#### DOCUMENT EXTRACT ####

Doubtless, there was plenty of reason for the character to change--his whole life, everything he knew was ripped away from him--but I still would have liked to see that transformation play out, to see the contradiction between how his expectations and assumptions just don’t match the world around him, and the life he is forced into living. The whole story of his race is that they are ancient, wise, but naive and out of touch, and it would have worked better to see more of that in Corum, instead of the ‘take it as it comes’ style of the average sword and sorcery hero.

Likewise, the romance, while a central part of the story, is dealt with in a rather perfunctory fashion. We don't really see how the characters fell in love, or why this particular relationship formed, and so it ends up feeling less personal and more like a plot point--especially when compared to something like Dancers at the End of Time--but then, that was an occasion where Moorcock really took the time to get into the characters heads, to let the romance develop over the course of several books, and to explore the conflicting feelings at its heart.

#### INFORMATION GIVEN ####

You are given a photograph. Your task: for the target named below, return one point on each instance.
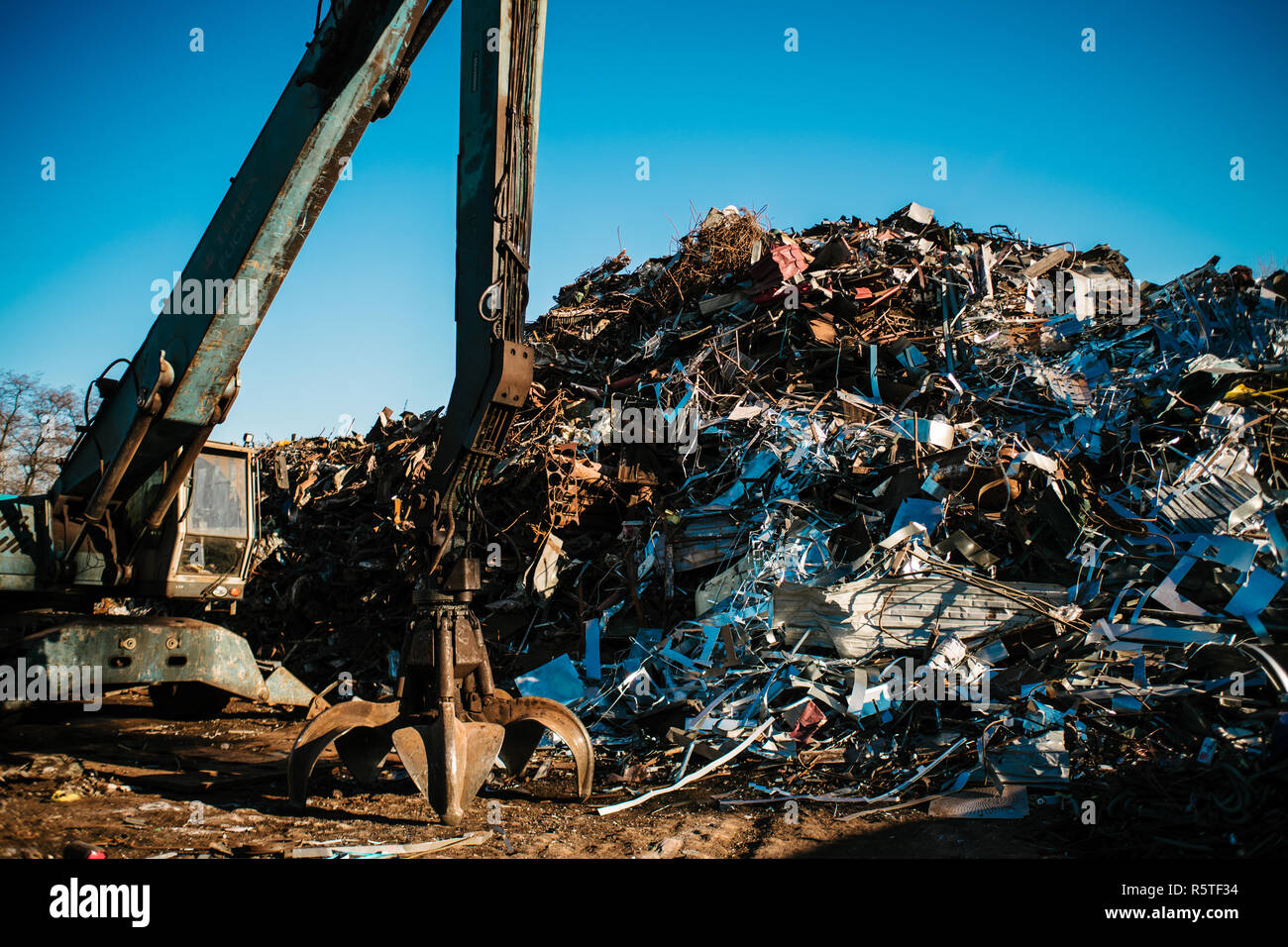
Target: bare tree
(38, 427)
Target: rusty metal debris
(890, 512)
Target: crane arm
(183, 377)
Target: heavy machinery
(125, 493)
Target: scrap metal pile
(889, 510)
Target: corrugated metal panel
(861, 617)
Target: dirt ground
(138, 785)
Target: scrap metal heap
(902, 510)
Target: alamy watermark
(935, 682)
(38, 684)
(648, 425)
(194, 296)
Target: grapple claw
(449, 761)
(331, 725)
(526, 718)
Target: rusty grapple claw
(449, 731)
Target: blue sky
(1129, 145)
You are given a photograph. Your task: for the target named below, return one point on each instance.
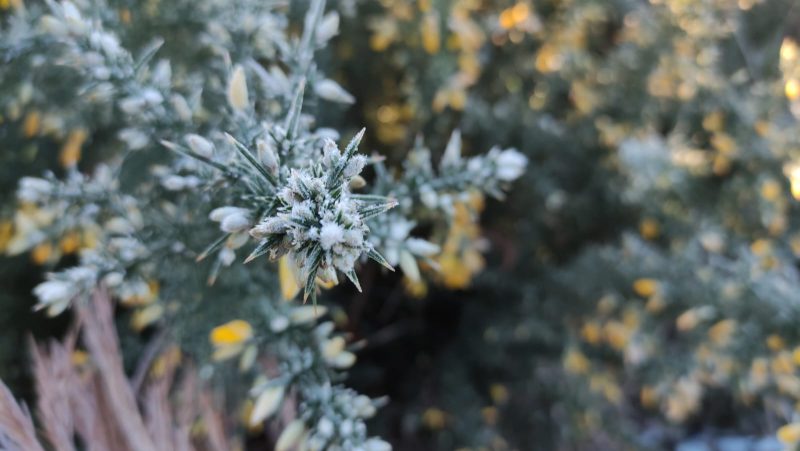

####

TASK: Carry on the review of Moorcock's Corum story from where it stops, leaving the listing aside.

SOLVED EXERCISE:
Of course, it's not quite a fair comparison to make, since in that series, the romance really is the central plot, while here, as important as it might be to Corum's character, it's still secondary to the massive multi-dimensional conflict that takes center stage. It's unfortunate, because by focusing on that, he really could have separated Corum from Elric, who hardly has much time for sentiment.

The introduction of the dimension-hopping heroes' companion in book two didn't work especially well, either--like in Leiber's Swords of Lankhmar , the series suddenly takes an odd left turn, introducing this silly dimensional traveller who suddenly starts explaining the makeup of the universe and other such dull exposition.

We were reading a story about a man embroiled in a great conflict, but also a personal one--trying to avenge the death of his family, the only life he’d ever known, who has since become bitter and broken through struggle, but who has also found love, and keeps fighting for the sake of that love. To have this secondary character burst in with a completely different voice and tone, insisting that Corum is just one of many distracts from his story, cheapens his struggle, and makes the whole thing feel oddly goofy, especially compared to the opening book.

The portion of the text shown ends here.